| Input data |

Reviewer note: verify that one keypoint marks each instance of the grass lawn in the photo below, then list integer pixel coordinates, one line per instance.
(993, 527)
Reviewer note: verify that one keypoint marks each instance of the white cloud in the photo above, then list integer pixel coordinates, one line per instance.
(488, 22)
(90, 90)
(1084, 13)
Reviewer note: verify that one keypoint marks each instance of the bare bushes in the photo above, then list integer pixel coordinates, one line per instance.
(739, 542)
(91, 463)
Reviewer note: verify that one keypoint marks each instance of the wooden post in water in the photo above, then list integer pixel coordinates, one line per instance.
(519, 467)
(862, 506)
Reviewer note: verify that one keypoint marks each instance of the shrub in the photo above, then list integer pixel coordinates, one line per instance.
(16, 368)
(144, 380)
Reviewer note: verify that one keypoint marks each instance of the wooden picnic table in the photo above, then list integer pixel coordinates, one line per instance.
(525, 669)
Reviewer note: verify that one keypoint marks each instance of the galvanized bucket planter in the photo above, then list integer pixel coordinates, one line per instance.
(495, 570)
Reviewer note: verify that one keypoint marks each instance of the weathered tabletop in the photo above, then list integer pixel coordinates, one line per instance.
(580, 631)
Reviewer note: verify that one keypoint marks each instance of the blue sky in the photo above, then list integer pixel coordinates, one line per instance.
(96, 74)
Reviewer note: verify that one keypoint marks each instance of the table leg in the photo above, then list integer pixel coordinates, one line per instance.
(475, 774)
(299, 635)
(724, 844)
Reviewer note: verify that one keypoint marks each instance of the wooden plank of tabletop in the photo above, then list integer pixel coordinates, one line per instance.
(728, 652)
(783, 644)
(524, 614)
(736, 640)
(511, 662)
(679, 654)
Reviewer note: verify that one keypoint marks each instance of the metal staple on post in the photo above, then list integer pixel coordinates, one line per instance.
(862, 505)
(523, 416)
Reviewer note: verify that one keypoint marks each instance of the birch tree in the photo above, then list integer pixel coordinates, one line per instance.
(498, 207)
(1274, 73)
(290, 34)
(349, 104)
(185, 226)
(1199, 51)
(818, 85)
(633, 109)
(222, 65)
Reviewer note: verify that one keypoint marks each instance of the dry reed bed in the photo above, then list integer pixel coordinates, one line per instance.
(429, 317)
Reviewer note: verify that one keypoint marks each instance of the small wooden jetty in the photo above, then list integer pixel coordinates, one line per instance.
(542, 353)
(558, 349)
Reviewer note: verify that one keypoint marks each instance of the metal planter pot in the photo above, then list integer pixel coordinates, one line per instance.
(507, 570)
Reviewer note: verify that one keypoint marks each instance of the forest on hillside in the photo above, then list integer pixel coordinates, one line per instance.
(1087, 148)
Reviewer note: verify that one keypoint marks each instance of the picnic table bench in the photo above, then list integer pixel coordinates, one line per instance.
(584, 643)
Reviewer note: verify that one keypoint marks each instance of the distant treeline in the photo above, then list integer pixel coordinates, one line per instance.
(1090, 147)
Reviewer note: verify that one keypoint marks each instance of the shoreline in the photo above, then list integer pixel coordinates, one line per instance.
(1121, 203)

| Task objective |
Reproduce the data exactly. All of it is needed.

| Response area |
Reviewer note: verify that one keypoint marks each instance of the grass lawn in the photo below, then list integer pixel coordinates, one line per instance.
(993, 527)
Reviewer note: verify that one keypoint marks each instance of the white cloud in the photo above, then list integer pixel coordinates, one line per instance.
(488, 22)
(90, 90)
(1084, 13)
Reviewer note: verify that one keypoint marks each instance of the bare bushes in the photo above, then list integer pixel coordinates, one line per instance.
(739, 542)
(91, 463)
Reviewer note: verify that one keypoint marks each instance of the wooden post in water in the photo above, then list integer pixel coordinates, one line per instance.
(519, 467)
(862, 506)
Reviewer note: verify that one keypoint marks each instance of the shrub in the photo above, then list integer pixel coordinates, one line per instance.
(16, 368)
(144, 380)
Reviewer note: verify that one keypoint marks each instance of the wooden picnic table in the photo above, then list integer pixel coordinates, one line per instance.
(525, 669)
Reviewer note: verify that one keypoint marks each instance of the galvanized bucket planter in the photo above, then list integer pixel coordinates, one line per instance.
(495, 570)
Reviewer note: verify that one keypoint marks each instance of the weathered tabletop in the photo above, then list integer pixel coordinates, one line per instance.
(580, 631)
Reviewer note: verify that one keypoint marks each instance of the blue sky in the photo above, then list integer pixel coordinates, one line per instance.
(96, 74)
Reviewer note: verify that one keypoint marks each instance of the table leg in the photo above, then list integer pixel coordinates, one line per instance.
(475, 774)
(299, 635)
(724, 844)
Reviewer note: verify that one keypoint marks each instance of the wooden plank of tabletop in the photo above, then list integer pixel coordinates, one line per instance.
(728, 652)
(783, 644)
(524, 614)
(736, 640)
(511, 662)
(679, 654)
Reviewer note: verify that one keypoint marks each instance of the metal staple on post in the photo above, then list integer pixel coordinates, one line per instance.
(862, 505)
(523, 416)
Reviewer note: verify that one keypoint marks each instance of the birch tree in the photo above, then list integer pixel coordinates, one line per instance.
(498, 207)
(1274, 73)
(290, 34)
(349, 104)
(185, 226)
(1199, 51)
(818, 85)
(633, 109)
(222, 65)
Reviewer note: verify that one keypoint marks each instance of the dry reed bed in the photo above, then list integer pixel coordinates, one line per instance.
(429, 317)
Reviewer note: verify that one keypoint marks each instance of the small wooden jetty in the photo above, then list integer pixel coordinates, one line per instance.
(542, 353)
(558, 349)
Reviewer note: verify that one keypoint marks each instance of the metal planter pot in the photo above, then list integer pixel coordinates, one line per instance.
(507, 570)
Reviewer note: verify that one keypoint marks each instance of the forest on hillside in the photo above, then list integer pixel coordinates, one line per instance.
(1087, 148)
Reviewer note: verify that one keypoint marks each instance of the picnic table bench in the photo above, then list integer pixel coordinates, one line per instance.
(584, 643)
Reviewer note: verify that one keypoint marks each instance of the distant treeline in the photo above, then list integer pixel coordinates, one line per instance.
(1090, 147)
Reviewer note: verify that one keypoint marks each instance of the shoreline in the photo above, then list integer pixel coordinates, one line per instance.
(1121, 203)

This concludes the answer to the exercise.